# Your task
In the essay on colorblindness below, do the following statements agree with the text? (a) The writer has difficulty telling some yellows from oranges. (b) The writer's colorblindness kept the writer out of the SEAL Teams. (c) The call inviting Jerome to the pool took place after the writer joined the Navy. Answer each with yes or no, and quote the deciding words of the text.

# Source
================
Not Quite Colorblind

ARTICLES FROM DUSTY

Not Quite Colorblind

There were quite a few times that I nearly failed to make it through BUD/S, Navy SEAL School. Of all things, one of these was for the test for colorblindness. Turns out, I have a hard time distinguishing some yellows from oranges and a little difficulty with purples and blues. Although this handicap wasn’t significant enough to bar me from the SEAL Teams, it has affected me in subtle ways.

One sunny summer day in my hometown of Bloomington, Indiana, a couple years before joining the Navy, I called my friend to ask if he wanted to go to the pool and lay out to tan in the sun. There was a pause in his response and it was during this pause in which I instantly remembered that Jerome is a relatively dark skinned black kid. I embarrassingly attempted to modify the invitation to swimming instead of tanning. Being that Jerome, a sports teammate of mine, was one of only a very few nonwhite kids at my high school, one might assume his “blackness” would have defined his identity, at least to me. I suppose I was so “colorblind” that I subconsciously assumed, or wanted, him to be no different from me; I was too ignorant to acknowledge that we were not the same.
================
# Source material

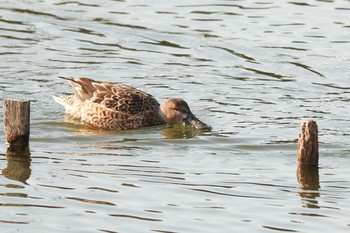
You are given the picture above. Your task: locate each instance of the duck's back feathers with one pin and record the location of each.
(110, 105)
================
# Problem solution
(a) Yes: "I have a hard time distinguishing some yellows from oranges"
(b) No: "this handicap wasn’t significant enough to bar me from the SEAL Teams"
(c) No: "a couple years before joining the Navy"